Carry on the forum thread below about spray-on wax, starting right after its final line.
#### QUOTED PASSAGE
# spray on wax??



## mun_jai (May 15, 2014)

Hey guys! Was just wondering if anyone knows of any good spray on wax that can give a slight beading affect???


----------



## ross_cj250 (Mar 1, 2008)

Autoglym Aqua Wax, readily available and not too expensive.

HTH

Regards
Ross


----------



## Smoothie (Feb 10, 2010)

I've used the Werkstatt stuff for about 7 years on various cars. I used the Acrylic JETT which is the wax only - but as you'll see you can get kits which comprise of a polish/cleaner and the gloss detailing spray.

Read the descriptions because the Acrylic is better for metallic cars and the Carnauba is for solid paints


----------



## TT-driver (Sep 14, 2010)

meguiars ultimate quik detailer does really well in the beading department 










Easy on, easy off.


----------



## J55TTC (Apr 25, 2005)

Meguiars ultimate quick wax. This is about 3 weeks after application


----------



## peter555 (Nov 16, 2013)

Another maguires fan here 8)


----------



## sico (Feb 6, 2003)
########
#### RECORD SET
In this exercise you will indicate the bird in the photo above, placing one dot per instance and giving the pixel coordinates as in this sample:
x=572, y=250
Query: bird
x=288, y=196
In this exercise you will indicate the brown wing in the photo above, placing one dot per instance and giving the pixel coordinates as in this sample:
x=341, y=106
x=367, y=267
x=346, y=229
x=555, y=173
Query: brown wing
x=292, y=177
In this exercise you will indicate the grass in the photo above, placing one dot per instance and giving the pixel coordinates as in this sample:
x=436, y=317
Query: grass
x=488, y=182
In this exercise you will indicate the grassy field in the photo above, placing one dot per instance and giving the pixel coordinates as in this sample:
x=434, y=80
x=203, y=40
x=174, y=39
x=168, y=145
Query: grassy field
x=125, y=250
########
#### RECORD SET
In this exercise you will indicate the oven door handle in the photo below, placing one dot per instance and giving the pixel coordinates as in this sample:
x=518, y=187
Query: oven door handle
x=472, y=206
########
#### RECORD SET
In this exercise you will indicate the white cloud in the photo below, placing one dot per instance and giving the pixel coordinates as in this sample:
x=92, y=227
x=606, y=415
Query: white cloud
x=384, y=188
########
→ **WRITTEN ANSWER**
Meguires +1


----------



## Shug750S (Feb 6, 2012)

ross_cj250 said:


> Autoglym Aqua Wax, readily available and not too expensive.
> 
> HTH
> 
> ...


+1 on Aquawax, good value especially when halfrauds are doing 3 for 2, plus smells great.


----------



## paul4281 (Jan 25, 2010)

What he said ^

Sent from my iPad using Tapatalk, without any adverts.....


----------



## J55TTC (Apr 25, 2005)

I have both but haven't tried the ag aqua wax yet. According to ag it has a decent carnauba content so once this rain finishes I'll give it a go


----------



## nicksttv6 (Aug 25, 2011)

one word WOW!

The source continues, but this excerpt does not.